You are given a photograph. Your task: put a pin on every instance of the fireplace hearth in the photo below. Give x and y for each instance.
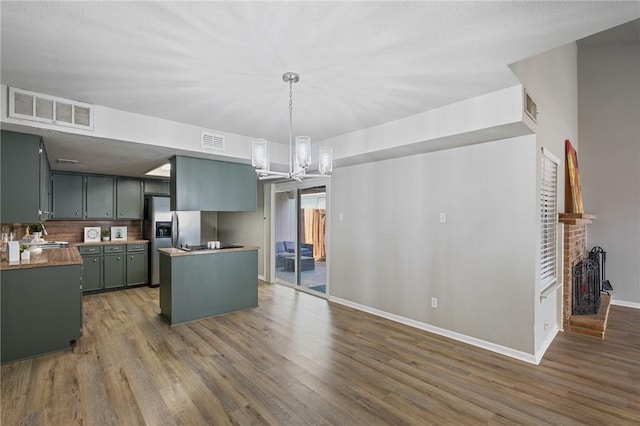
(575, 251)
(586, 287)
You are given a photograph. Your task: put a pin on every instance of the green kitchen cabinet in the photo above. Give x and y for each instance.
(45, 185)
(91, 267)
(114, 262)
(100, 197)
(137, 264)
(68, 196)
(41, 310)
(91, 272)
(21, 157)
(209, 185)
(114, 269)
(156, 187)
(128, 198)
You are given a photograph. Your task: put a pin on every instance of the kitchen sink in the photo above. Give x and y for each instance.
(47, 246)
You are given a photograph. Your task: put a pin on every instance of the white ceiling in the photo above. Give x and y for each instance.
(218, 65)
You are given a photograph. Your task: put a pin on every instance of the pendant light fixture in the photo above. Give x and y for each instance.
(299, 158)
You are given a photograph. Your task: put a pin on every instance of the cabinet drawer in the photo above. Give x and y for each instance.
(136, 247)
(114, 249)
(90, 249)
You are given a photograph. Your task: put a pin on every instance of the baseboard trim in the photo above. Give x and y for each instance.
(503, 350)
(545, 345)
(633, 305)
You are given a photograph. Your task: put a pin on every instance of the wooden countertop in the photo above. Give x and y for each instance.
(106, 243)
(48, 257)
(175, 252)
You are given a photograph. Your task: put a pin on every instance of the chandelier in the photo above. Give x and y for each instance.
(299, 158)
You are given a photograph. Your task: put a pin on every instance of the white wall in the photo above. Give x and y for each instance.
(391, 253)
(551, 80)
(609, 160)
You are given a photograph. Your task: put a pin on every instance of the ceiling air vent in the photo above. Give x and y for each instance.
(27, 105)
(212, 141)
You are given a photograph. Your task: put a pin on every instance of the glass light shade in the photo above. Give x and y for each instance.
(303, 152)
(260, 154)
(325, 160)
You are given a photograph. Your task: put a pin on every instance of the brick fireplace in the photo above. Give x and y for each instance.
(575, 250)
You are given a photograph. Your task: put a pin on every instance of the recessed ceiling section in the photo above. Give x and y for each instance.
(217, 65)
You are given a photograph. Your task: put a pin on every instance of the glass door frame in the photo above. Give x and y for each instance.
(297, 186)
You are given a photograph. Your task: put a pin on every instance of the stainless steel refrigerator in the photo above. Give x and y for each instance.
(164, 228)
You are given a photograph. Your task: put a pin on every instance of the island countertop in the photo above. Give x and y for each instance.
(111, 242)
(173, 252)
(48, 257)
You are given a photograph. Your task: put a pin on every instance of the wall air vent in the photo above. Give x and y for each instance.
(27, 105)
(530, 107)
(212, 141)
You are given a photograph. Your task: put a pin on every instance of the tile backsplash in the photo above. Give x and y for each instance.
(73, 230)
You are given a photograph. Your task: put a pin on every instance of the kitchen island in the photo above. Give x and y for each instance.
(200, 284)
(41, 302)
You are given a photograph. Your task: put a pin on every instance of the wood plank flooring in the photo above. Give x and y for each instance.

========================

[AIM OF THE EXERCISE]
Leave out the pictures and reproduce the rest of the listing exactly.

[TASK ANSWER]
You are given a photograph. Your task: put a pin on every instance of the fireplace hearth in the photo below. Give x and y for each instance.
(575, 251)
(586, 287)
You are given a photograph. Your task: put a pin on every instance of the green kitchen cabinet in the photo above. Give x and y for each instance.
(45, 185)
(91, 267)
(114, 262)
(100, 197)
(137, 264)
(68, 196)
(41, 310)
(91, 272)
(21, 157)
(209, 185)
(114, 269)
(156, 187)
(128, 198)
You are given a photograph. Your task: put a pin on every instance of the kitchen sink in the photo above. Give x and y for each instance.
(47, 246)
You are given a photograph. Your task: put a pin on every instance of the white ceiling in the photo above. Give x and y for each instance.
(218, 65)
You are given a photograph. Your task: put a pin on every instance of the pendant light fixture in the photo above. Give x and y for each instance.
(299, 158)
You are given a photograph. Your task: put a pin on every instance of the cabinet drawer in the photo above. Give x and y for each instance.
(136, 247)
(114, 249)
(90, 249)
You are given a photograph. Your task: put a pin on every instance of the baseboard trim in the photo above. Give x and y for each instance.
(503, 350)
(545, 345)
(633, 305)
You are given a photograph. Your task: put a pin on every instance of the wooden countertop in the photo above. Give x and y for each instance.
(106, 243)
(48, 257)
(175, 252)
You are given a photograph. Your task: put a pin on every instance of the chandelier in the photo above. Give x and y for each instance.
(299, 158)
You are given a photograph. Your task: put a pin on every instance of the white wall in the photo above. Give x and y for each instance.
(391, 253)
(551, 80)
(609, 160)
You are given a photograph. Your task: put a pin on every instance of the ceiling air vent in the photo above. Give x and y for each instance.
(27, 105)
(212, 141)
You are given a photograph. Your task: put a pin on every instance of the glass light shade in the photo above. Give x and y for each instance.
(303, 152)
(260, 154)
(325, 160)
You are given a photograph. Your task: put a pin on every instance of the brick fireplace in the photo above. Give x and y for each instance.
(575, 250)
You are given a photograph. Your task: put a pin on every instance of the recessed ceiling section in the photo above. Give x and y for each instance.
(217, 65)
You are given a photograph. Your task: put a pin on every instance of the glass door frame in the photo above. Give x and y for each instance.
(297, 186)
You are given a photograph. Your task: put a pin on every instance of the stainless steel refrigerator in the photo above. Give x and y for each instance.
(164, 228)
You are given a photograph. Your task: put a pin on every instance of the island countertop in the photo above. Give x and y for each instance.
(111, 242)
(173, 252)
(48, 257)
You are given a photograph. Your task: put a pin on every instance of the wall air vent in the photo above. Give x and y for each instance.
(27, 105)
(530, 107)
(212, 141)
You are given a photograph. Your task: put a pin on every instance of the tile backsplash in the photo above. Give x and y for each instance.
(73, 230)
You are given a photograph. Your task: put a pin on every instance of the kitchen island in the photo above. Give x and y for each instance.
(200, 284)
(41, 302)
You are given a photograph. Your task: put a pin on every instance of the wood plank flooring in the photo above. Give x and y for each instance.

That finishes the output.